**DIRECTIVE**
Convert the records, from their first line through the line containing "point(151, 346)", into a Markdown table with the columns Row and Line. Number each line, and leave out any blank lines.

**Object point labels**
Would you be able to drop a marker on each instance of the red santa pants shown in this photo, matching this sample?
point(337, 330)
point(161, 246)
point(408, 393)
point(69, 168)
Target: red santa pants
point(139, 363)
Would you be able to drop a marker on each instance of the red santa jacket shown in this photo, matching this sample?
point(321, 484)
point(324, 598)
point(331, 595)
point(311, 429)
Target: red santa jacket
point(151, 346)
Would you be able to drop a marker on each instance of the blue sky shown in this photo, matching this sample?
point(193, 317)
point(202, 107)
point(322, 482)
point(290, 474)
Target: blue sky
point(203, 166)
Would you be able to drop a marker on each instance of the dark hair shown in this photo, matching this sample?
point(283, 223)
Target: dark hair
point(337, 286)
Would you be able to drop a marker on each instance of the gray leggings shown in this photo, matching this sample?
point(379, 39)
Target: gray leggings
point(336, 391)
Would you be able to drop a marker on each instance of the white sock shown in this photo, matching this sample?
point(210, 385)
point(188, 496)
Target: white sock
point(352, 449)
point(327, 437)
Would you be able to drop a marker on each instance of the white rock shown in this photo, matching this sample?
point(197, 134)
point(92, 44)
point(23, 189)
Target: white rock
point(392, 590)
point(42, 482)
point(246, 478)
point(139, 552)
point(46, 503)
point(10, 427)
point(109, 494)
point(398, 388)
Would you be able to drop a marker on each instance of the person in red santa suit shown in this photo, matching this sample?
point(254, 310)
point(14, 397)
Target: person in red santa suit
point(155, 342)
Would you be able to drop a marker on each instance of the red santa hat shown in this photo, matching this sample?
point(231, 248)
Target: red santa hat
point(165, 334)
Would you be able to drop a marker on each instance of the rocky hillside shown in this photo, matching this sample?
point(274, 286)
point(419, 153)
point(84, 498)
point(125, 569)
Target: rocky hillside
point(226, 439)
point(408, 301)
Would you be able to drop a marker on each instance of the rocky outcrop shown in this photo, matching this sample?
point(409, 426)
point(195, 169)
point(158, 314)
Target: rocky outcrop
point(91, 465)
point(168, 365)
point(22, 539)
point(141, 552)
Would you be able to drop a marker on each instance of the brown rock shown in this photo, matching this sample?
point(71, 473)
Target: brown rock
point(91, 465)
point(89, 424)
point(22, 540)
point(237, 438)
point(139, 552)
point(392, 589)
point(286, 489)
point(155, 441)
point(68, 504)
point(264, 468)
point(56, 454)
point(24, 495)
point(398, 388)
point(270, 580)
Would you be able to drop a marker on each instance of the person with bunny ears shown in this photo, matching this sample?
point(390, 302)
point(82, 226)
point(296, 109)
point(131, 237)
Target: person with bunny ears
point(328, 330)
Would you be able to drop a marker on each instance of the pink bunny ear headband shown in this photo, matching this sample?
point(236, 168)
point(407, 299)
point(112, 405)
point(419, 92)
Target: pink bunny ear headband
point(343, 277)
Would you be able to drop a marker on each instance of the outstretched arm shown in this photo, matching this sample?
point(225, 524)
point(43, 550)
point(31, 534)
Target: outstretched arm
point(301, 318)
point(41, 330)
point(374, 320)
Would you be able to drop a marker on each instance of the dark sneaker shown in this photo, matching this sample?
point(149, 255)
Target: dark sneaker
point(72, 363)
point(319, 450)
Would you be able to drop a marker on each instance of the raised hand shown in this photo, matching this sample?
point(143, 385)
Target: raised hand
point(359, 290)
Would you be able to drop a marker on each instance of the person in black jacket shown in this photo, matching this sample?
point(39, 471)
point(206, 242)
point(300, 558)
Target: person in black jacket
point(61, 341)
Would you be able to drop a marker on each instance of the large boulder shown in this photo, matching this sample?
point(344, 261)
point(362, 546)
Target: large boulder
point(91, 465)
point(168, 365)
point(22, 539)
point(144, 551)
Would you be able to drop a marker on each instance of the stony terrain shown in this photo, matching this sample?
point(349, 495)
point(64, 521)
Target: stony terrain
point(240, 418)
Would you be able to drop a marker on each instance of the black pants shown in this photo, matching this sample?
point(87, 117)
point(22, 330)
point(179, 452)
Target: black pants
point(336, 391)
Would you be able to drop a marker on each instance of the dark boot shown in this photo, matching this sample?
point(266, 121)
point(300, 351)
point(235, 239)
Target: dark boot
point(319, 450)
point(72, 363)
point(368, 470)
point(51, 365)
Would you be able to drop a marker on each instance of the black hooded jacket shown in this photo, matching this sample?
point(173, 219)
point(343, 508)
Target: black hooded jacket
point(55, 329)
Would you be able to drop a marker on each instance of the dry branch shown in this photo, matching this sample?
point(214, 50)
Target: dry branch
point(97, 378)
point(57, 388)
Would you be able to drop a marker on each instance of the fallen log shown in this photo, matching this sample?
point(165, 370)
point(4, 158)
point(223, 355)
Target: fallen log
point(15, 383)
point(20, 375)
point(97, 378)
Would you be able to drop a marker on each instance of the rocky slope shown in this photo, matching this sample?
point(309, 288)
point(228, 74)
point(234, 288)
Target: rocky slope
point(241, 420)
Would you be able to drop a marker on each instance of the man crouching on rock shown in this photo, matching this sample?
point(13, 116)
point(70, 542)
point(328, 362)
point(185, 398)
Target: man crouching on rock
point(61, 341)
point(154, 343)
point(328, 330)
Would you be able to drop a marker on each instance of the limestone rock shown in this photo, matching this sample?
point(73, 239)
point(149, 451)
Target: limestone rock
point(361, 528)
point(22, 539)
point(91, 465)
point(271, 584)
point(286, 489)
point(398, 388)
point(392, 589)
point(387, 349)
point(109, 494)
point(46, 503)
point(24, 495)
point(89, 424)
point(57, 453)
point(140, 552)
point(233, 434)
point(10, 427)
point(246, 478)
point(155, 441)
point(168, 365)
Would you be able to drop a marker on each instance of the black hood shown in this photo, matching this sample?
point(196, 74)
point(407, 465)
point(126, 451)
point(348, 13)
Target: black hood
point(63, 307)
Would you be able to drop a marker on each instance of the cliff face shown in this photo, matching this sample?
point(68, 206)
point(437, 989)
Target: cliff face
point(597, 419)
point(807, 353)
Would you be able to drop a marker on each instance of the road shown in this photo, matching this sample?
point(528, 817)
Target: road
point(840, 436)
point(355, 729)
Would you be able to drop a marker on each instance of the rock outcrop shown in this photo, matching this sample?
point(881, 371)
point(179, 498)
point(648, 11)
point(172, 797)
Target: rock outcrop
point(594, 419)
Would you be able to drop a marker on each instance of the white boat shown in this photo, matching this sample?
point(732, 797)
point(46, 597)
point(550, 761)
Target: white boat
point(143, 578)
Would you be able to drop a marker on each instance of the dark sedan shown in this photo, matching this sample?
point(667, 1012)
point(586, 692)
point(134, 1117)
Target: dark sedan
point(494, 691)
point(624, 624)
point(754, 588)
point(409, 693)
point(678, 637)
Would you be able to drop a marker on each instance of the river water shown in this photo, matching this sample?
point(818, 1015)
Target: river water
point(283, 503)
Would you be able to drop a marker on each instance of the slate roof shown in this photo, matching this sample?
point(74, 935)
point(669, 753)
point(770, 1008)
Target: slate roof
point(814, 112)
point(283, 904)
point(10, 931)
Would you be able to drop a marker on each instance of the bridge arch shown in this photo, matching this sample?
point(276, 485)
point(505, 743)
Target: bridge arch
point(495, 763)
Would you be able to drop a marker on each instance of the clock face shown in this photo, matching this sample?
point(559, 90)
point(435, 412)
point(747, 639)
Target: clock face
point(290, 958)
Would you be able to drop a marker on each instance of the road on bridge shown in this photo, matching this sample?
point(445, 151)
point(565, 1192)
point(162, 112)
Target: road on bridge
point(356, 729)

**FINISHED ANSWER**
| Row | Line |
|---|---|
| 1 | Would you be able to drop a marker on each instance of the red santa pants shown in this photo, matching this sample? |
| 2 | point(337, 330) |
| 3 | point(161, 246) |
| 4 | point(408, 393) |
| 5 | point(69, 168) |
| 6 | Target: red santa pants |
| 7 | point(139, 363) |
| 8 | Would you be able to drop a marker on each instance of the red santa jacket shown in this photo, matching this sample? |
| 9 | point(321, 484) |
| 10 | point(324, 598) |
| 11 | point(331, 595) |
| 12 | point(311, 429) |
| 13 | Target: red santa jacket |
| 14 | point(151, 346) |